Work to do:
A - In the MNIST blog post, what "test" accuracy does the random forest trained on row-correlation features reach?
B - List every parameter the MNIST blog post includes in its random forest grid search.
C - Translate this sentence from the MNIST blog post into Spanish: "The gains in accuracy are negligible and not enough to justify a One vs All classification."

Source:
::::::

MNIST Digit Recognition without Neural Networks

Introduction

The MNIST dataset is a set of 70,000 handwritten digits. Of these 42,000 are used for training while 28,000 are used for testing our trained models. The dataset can be found here on Kaggle. The MNIST is an excellent standard benchmark dataset and can be used an a playground to to test and learn more about standard classification algorithms.
Using Neural Networks it's reasonably easy to achieve an accuracy greater than 98% as is evidenced by the submitted notebooks on Kaggle. In this blog we will try to see what's the best accuracy we can get without using deep neural networks. We will use Random Forest, Gradient Boost, SVM, stacking and combinations of the above to perform our analysis. We will try different tricks and feature engineering, not all of which will give us better accuracy compared to out of box classification methods . However since the goal of this blog is to explore and learn we will report The analysis notebook can be found on github here.

Data Visualization

The dataframe of the training data is shown below.Label indicates the digit it is. The 784 pixel columns are the intensity of each pixel from 0 to 255.

We can reshape the data to a 28 X 28 image. Below are plotted random images of the 16 randomly selected digits. Our job now is to classify them.

Random Forest

Out of the Box RF

We begin by using out of the bag random forest classifier with each pixel as our feature. We perform GridSearchCV to find the most best fit parameters. We use 5-fold cross-validation. The random forest grid search model we use is given below

Number of trees - 100 Criterion - [gini, entropy] (Criterion for selecting feature at each node)

Max Depth - [None, 2, 3, 5, 10] Depth of the trees built

min_samples_split - [None,5,10] minimum samples at a node to split it

min_samples_leaf - [None,3,5] minimum samples required in a leaf

We scale the data using StandardScaler and perform a 80-20 split into training and "test" data. This out of the bagGridSearch CV works reasonably fast on our dataset (~ 4 mins). The accuracy of this out of the bag random forest classifier gives us a "test" accuracy of

Accuracy : 0.959

We see a similar accuracy to the predictions on the real "blind" test data on Kaggle. Since RF's work reasonably quickly we use them to explore other ideas

One vs All Classification

Let's take a look at the confusion matrix which we show below

As we can see 7 gets often misclassified as 9 and 3 gets misclassified often as well. As an example the classification accuracy of 3 is 0.93. However would One vs All Classification perform better?

If we perform One vs All Classification on the number 3 then we get accuracy of 0.98. At first glance One vs All Classification works a lot better. However since on the real test set we don't know what the digit is, we have to train 10 separate classifier for one vs all classification for each digit. Then we can predict the probability of the number belonging to a given class by running the test data through all the 10 classifiers and find the class with the max probability. Performing the One vs All classification in the "test" data we get

Accuracy = 0.96

The gains in accuracy are negligible and not enough to justify a One vs All classification. Thus we abandon this path

RF with feature engineering

The real image of a number is a 28 X 28 image while for classification we feed the model while training a (784,1) array. However numbers are correlated between individual rows and columns. For e.g. for the number 1 the pixel intensity on any row will be correlated with all the other rows. This correlation may not be necessarily being taken into account when we feed the classifier a (784,1) array. To take this into account we create new 784 features where each feature represents the pairwise correlation between all. of the 28 rows. The quickest way to create this feature set is to dot an image of a digit with it's transpose. Below we show in image form our new features that capture row correlations

Using the correlations as our new feature vector for dimensions (784,1) we can train another RF algorithm We use the same GridSearchCV as above for this purpose. We get the "test" accuracy to be

Accuracy : 0.91

which is quite a bit lower than the out of the box trained model. Thus we abandon this approach.

::::::

Data section:

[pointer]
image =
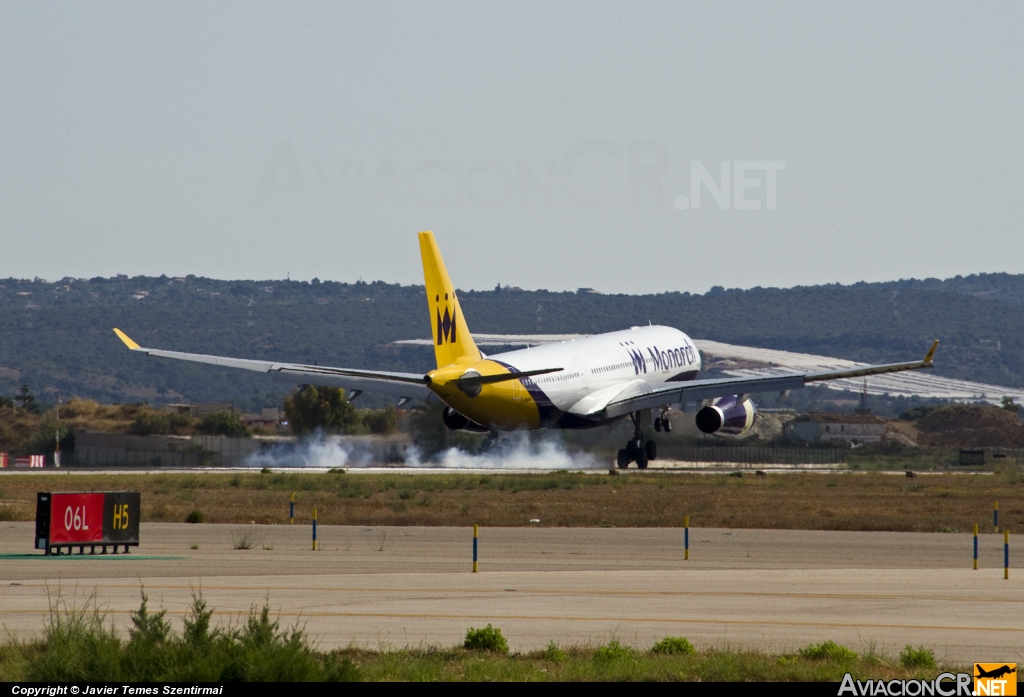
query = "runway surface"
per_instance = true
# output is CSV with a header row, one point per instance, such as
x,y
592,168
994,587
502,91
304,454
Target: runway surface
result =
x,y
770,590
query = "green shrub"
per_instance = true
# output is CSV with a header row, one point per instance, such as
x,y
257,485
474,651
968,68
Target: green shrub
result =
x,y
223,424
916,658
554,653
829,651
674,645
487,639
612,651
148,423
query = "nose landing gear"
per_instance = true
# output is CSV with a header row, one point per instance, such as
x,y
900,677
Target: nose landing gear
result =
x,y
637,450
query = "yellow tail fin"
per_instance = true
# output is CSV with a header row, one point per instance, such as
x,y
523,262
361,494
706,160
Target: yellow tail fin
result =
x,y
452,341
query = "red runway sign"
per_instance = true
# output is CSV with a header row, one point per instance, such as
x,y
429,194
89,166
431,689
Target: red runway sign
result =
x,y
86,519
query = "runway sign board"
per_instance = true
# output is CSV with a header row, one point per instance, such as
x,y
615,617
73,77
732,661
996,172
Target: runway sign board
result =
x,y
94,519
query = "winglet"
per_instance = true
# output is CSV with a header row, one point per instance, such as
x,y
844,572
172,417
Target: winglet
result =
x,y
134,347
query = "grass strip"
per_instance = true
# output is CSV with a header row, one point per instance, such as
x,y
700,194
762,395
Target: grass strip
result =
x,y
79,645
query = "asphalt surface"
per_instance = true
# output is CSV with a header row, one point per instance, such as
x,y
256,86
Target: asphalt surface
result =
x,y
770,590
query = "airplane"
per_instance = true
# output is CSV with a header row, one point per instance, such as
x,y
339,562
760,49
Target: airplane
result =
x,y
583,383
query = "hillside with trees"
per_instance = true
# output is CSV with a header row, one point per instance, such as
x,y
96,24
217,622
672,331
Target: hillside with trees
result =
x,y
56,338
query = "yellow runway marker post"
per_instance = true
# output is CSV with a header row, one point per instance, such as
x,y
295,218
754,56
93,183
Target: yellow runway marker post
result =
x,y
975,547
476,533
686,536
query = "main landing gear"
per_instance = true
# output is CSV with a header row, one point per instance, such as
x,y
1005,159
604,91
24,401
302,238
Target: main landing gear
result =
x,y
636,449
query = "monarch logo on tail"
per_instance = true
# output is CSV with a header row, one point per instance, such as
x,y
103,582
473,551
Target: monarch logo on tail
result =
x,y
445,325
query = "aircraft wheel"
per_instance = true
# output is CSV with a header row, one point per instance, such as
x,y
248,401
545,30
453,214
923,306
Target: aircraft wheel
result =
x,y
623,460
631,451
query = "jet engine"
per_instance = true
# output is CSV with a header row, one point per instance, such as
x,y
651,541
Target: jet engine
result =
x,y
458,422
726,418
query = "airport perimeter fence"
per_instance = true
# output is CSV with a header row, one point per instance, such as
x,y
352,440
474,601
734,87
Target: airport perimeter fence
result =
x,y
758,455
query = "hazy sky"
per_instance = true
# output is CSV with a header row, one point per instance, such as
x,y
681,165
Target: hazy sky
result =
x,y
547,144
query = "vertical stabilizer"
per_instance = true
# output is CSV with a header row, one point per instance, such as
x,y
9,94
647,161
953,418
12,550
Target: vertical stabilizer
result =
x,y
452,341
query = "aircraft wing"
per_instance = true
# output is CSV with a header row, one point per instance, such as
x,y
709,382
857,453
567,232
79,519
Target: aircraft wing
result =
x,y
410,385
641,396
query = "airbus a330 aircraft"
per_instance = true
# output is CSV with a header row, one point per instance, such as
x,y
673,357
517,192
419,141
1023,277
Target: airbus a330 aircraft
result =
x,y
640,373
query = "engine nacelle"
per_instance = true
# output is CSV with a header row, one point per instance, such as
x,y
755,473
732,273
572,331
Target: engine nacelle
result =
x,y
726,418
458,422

::::::

Responses:
A - 0.91

B - Number of trees, Criterion, Max Depth, min_samples_split, min_samples_leaf

C - Las mejoras en la precisión son insignificantes y no bastan para justificar una clasificación One vs All.